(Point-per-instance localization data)
════════════════════
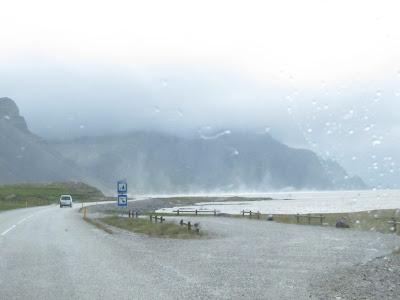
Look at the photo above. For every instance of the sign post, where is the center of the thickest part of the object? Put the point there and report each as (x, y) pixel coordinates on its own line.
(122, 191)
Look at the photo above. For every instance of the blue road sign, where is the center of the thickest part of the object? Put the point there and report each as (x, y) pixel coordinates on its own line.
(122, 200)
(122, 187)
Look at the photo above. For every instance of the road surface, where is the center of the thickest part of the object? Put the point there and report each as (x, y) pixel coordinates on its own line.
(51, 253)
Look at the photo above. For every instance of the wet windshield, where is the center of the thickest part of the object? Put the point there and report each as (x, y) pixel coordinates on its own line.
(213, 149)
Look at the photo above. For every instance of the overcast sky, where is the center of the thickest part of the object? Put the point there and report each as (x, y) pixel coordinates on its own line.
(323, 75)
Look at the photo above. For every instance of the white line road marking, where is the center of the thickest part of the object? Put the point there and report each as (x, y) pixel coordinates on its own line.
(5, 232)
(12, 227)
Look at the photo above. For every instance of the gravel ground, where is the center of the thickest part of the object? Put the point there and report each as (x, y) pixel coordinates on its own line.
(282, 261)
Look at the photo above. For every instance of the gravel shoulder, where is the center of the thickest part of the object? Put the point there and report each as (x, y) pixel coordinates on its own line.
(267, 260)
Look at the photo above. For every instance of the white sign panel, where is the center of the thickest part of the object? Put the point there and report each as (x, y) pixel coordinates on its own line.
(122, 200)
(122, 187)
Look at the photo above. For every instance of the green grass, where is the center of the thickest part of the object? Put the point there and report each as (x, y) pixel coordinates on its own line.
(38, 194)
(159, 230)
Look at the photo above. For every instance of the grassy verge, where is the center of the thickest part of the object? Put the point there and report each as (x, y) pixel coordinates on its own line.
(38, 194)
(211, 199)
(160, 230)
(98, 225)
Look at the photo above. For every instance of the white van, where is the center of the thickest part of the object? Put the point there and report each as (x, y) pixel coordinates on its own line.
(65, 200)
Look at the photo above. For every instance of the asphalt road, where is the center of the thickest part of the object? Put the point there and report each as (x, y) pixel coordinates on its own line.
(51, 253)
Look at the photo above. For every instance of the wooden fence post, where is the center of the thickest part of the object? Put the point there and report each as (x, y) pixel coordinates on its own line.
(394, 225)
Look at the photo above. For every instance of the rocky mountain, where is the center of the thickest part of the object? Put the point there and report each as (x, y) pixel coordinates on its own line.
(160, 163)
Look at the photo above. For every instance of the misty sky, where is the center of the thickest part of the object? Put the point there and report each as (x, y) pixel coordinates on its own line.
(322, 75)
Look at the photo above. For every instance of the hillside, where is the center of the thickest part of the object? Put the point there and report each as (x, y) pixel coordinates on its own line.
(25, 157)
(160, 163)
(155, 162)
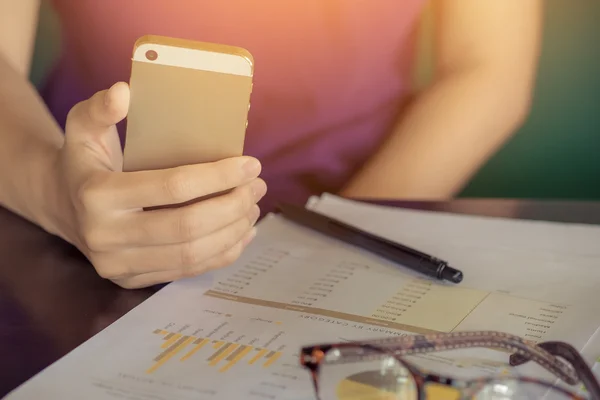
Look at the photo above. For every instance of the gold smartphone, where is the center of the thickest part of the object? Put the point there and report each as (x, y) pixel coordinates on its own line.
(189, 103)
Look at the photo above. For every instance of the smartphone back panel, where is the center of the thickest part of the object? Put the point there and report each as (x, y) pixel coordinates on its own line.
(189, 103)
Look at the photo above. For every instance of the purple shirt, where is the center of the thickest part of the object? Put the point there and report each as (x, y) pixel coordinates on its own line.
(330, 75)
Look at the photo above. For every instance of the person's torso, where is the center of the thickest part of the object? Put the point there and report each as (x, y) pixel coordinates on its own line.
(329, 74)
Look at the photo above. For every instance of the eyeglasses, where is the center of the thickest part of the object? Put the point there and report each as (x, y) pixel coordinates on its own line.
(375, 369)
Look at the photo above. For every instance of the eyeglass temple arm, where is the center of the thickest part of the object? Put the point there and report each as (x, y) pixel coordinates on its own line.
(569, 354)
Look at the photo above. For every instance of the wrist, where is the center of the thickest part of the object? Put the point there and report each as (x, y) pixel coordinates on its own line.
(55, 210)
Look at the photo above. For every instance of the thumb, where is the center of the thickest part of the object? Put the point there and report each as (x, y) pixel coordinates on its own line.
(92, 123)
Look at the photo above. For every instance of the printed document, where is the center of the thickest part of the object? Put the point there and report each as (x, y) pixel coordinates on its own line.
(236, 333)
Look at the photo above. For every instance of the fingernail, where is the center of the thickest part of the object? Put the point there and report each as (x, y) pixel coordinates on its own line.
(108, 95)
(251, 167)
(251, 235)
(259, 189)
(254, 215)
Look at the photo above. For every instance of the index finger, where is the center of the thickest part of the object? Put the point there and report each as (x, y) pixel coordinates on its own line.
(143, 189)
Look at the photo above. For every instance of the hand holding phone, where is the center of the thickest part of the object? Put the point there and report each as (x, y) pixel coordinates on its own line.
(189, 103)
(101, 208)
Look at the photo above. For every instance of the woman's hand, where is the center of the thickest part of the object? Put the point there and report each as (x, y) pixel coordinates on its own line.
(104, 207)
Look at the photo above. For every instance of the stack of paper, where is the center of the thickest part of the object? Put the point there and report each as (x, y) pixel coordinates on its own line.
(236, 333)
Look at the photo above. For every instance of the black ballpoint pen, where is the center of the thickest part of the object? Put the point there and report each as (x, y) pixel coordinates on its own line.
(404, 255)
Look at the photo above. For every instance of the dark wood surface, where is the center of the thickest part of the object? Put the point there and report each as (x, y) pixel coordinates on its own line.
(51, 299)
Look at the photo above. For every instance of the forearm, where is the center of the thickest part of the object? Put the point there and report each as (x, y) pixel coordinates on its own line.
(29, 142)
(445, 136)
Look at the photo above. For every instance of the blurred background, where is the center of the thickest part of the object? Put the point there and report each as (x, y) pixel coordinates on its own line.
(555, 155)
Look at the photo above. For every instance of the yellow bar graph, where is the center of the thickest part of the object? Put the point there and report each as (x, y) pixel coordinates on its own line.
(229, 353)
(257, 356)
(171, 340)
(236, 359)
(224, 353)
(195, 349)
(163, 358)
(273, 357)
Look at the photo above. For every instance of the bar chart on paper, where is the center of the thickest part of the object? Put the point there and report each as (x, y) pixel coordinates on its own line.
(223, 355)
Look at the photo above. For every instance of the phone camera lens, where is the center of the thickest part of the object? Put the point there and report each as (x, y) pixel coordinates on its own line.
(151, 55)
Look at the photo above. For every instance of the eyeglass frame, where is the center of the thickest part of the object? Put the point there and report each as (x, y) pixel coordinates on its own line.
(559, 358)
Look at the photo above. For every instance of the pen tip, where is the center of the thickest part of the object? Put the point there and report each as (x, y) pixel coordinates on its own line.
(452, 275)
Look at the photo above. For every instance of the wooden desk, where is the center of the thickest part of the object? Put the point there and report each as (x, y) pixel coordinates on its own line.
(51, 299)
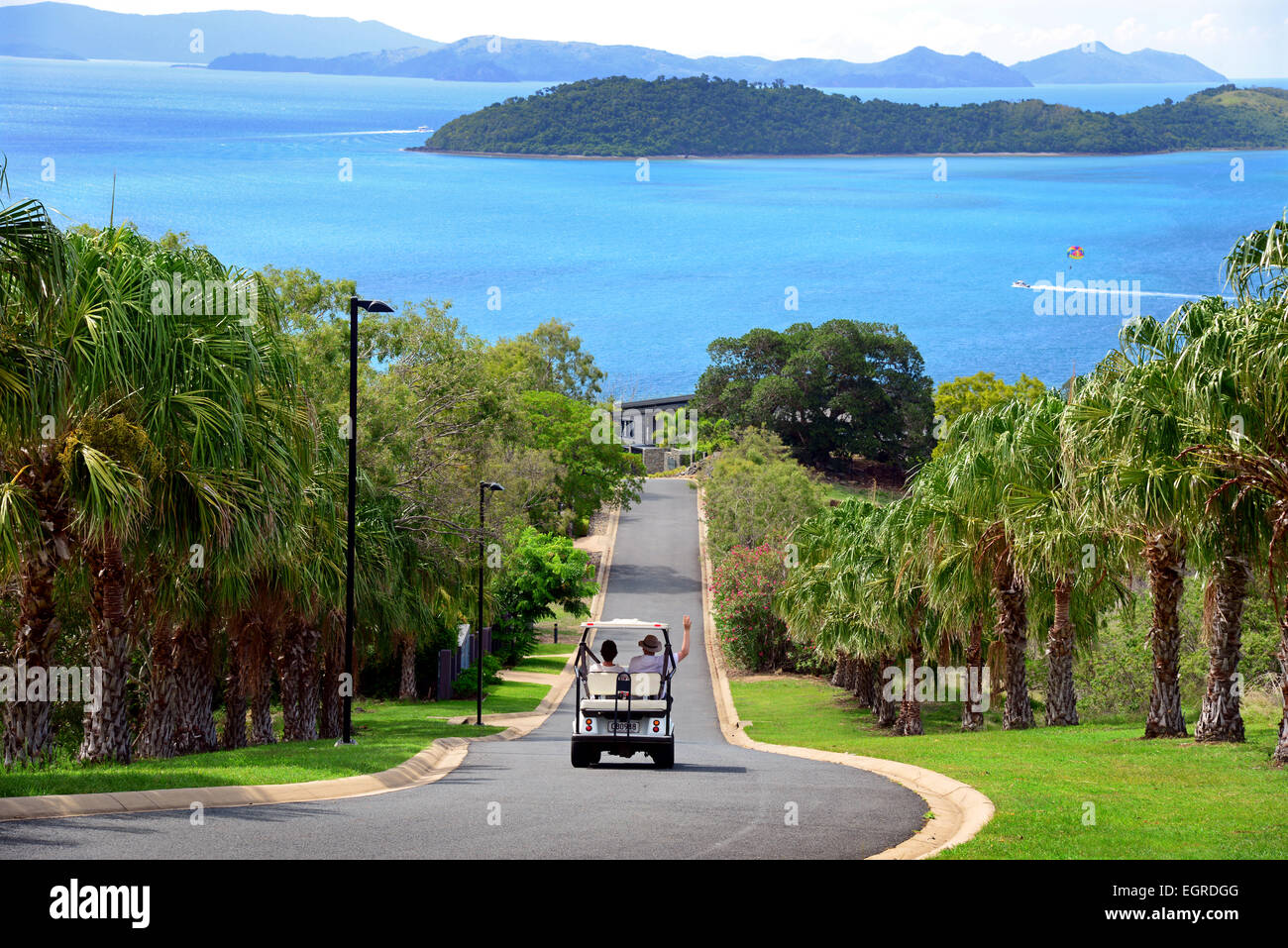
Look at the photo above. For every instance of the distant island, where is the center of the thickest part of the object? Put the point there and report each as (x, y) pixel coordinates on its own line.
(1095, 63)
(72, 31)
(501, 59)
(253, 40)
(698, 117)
════════════════════
Work task – Retype exactly, and only, the lines from the line holding "Look at the photo above. For every instance of the distant" through the last line of the data; both of those lines count.

Result for this exercise –
Look at the photo above. For every instance of the distant island, where is the center of the thickest part of the object? Put the point there and report each as (x, y) pixel coordinates on its own line.
(1095, 63)
(72, 31)
(501, 59)
(253, 40)
(698, 117)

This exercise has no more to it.